ASSIGNED TASK: Go through the records and write each one out again exactly.

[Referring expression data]
#####
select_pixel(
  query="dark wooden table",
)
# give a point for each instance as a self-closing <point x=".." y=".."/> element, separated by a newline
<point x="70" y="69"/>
#####
RESPONSE BELOW:
select_pixel(
  query="dark wooden table",
)
# give a point for each instance as a self-closing <point x=".." y=".."/> element, separated by a newline
<point x="70" y="69"/>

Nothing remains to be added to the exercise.